* _Document passage_
┄┄┄┄┄┄┄┄┄┄

Patent application title: Medical devices and implants from Ta-Nb-W alloys
Jürgen Wachter (Rodermark, DE)
Jens TrÖtzschel (Neuwiedermus, DE)
HERAEUS PRECIOUS METALS GMBH & CO. KG
IPC8 Class: AA61N105FI
Class name: Light, thermal, and electrical application electrical energy applicator placed in body
Publication date: 2012-12-27
Patent application number: 20120330390
The present invention relates to a medical device or implant made at
least in part of a high-strength, low-modulus metal alloy comprising
niobium, tantalum, and at least one element selected from the group
consisting of zirconium, tungsten, and molybdenum. The medical devices
according to the present invention provide superior characteristics with
regard to biocompatibility, radio-opacity and MRI compatibility.

┄┄┄┄┄┄┄┄┄┄

* _Problem A_
Reproduce the patent application word for word from "Jens TrÖtzschel (Neuwiedermus, DE)" to "and MRI compatibility.".
* _Problem B_
Decide whether each statement agrees with the patent application: (i) the alloy contains both niobium and tantalum; (ii) the alloy is described as high-modulus; (iii) the devices are said to offer superior MRI compatibility. Give yes or no for each and quote the deciding words.

* _Data to examine_
┄┄┄┄┄┄┄┄┄┄

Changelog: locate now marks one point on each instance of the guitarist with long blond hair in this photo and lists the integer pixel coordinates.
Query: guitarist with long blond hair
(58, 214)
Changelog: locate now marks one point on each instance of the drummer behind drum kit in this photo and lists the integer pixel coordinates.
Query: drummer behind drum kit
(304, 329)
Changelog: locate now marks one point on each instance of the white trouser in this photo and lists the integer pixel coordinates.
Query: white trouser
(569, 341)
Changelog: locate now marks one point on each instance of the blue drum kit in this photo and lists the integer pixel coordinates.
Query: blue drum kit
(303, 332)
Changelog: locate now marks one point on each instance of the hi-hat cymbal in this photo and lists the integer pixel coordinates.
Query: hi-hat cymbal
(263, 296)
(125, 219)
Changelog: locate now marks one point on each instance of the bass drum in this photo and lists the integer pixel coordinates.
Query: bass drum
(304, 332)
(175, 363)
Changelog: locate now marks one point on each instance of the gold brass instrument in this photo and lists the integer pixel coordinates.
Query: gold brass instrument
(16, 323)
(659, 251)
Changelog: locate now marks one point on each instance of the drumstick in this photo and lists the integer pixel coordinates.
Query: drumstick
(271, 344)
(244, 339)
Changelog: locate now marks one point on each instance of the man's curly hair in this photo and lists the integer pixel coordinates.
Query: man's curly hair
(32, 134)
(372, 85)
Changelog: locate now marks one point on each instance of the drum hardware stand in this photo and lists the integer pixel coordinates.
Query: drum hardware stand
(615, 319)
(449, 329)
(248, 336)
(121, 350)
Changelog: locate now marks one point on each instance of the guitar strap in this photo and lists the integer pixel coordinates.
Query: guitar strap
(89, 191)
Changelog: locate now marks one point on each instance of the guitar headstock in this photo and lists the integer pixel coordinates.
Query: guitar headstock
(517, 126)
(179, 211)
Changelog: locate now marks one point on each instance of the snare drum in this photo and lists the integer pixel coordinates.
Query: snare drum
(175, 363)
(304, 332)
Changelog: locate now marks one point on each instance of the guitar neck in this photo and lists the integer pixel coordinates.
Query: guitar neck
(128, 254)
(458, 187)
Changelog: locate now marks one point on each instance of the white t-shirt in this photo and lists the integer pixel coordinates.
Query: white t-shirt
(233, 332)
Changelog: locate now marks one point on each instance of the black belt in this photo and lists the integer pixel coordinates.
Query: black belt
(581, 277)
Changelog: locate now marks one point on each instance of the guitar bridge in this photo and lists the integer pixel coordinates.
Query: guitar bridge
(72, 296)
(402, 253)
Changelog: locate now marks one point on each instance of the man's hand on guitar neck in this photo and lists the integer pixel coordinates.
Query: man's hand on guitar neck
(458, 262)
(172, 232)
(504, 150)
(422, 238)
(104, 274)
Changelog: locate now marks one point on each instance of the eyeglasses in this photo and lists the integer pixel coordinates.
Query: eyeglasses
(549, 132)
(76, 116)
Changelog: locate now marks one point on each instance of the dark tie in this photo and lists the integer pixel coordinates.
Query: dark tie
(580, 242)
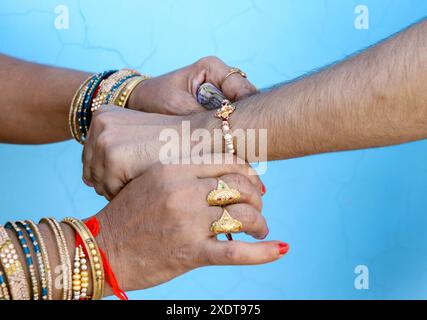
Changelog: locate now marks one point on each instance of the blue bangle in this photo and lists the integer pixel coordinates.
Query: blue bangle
(85, 115)
(28, 258)
(41, 267)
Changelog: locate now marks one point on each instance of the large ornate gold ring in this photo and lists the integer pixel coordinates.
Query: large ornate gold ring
(231, 72)
(226, 224)
(223, 195)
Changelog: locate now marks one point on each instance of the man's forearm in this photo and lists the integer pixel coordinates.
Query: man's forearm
(377, 98)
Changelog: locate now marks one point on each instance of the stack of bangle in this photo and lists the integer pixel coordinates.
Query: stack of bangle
(109, 87)
(12, 267)
(28, 259)
(42, 258)
(90, 247)
(75, 281)
(224, 114)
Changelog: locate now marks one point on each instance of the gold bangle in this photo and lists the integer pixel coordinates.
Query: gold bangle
(13, 269)
(44, 263)
(64, 256)
(224, 114)
(122, 96)
(94, 256)
(4, 291)
(107, 85)
(29, 259)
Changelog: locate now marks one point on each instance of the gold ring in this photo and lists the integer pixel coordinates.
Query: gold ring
(226, 224)
(223, 195)
(231, 72)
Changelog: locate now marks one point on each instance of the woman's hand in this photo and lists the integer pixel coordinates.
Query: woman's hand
(121, 145)
(175, 92)
(158, 227)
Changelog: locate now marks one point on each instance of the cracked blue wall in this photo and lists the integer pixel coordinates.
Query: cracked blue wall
(336, 211)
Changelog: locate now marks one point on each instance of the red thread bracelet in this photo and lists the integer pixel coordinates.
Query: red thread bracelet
(110, 278)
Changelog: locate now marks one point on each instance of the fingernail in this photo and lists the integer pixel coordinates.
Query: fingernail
(283, 248)
(263, 189)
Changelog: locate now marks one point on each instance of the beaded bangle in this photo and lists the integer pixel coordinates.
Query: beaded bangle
(84, 114)
(80, 275)
(224, 114)
(40, 262)
(64, 256)
(44, 265)
(107, 85)
(115, 89)
(4, 291)
(77, 284)
(122, 96)
(28, 258)
(84, 274)
(13, 268)
(93, 253)
(80, 115)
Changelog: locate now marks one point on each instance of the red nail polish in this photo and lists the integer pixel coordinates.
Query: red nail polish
(263, 190)
(283, 248)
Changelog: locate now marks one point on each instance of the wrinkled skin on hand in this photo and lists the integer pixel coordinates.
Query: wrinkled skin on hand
(158, 226)
(175, 93)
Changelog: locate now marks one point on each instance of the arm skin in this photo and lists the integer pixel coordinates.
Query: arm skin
(36, 98)
(377, 98)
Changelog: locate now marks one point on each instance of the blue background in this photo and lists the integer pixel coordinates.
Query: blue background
(337, 211)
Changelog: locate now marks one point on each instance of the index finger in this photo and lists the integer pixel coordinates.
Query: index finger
(235, 87)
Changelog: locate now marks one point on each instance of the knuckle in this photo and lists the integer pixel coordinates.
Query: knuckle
(240, 181)
(104, 140)
(113, 156)
(101, 120)
(174, 201)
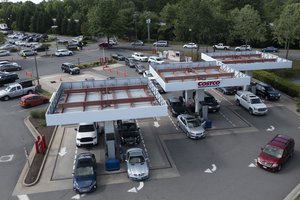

┄┄┄┄┄┄┄┄┄┄

* _Your response A_
Jens TrÖtzschel (Neuwiedermus, DE)
HERAEUS PRECIOUS METALS GMBH & CO. KG
IPC8 Class: AA61N105FI
Class name: Light, thermal, and electrical application electrical energy applicator placed in body
Publication date: 2012-12-27
Patent application number: 20120330390
The present invention relates to a medical device or implant made at
least in part of a high-strength, low-modulus metal alloy comprising
niobium, tantalum, and at least one element selected from the group
consisting of zirconium, tungsten, and molybdenum. The medical devices
according to the present invention provide superior characteristics with
regard to biocompatibility, radio-opacity and MRI compatibility.

* _Your response B_
(i) Yes: "comprising niobium, tantalum, and at least one element selected from the group consisting of zirconium, tungsten, and molybdenum"
(ii) No: "a high-strength, low-modulus metal alloy"
(iii) Yes: "provide superior characteristics with regard to biocompatibility, radio-opacity and MRI compatibility"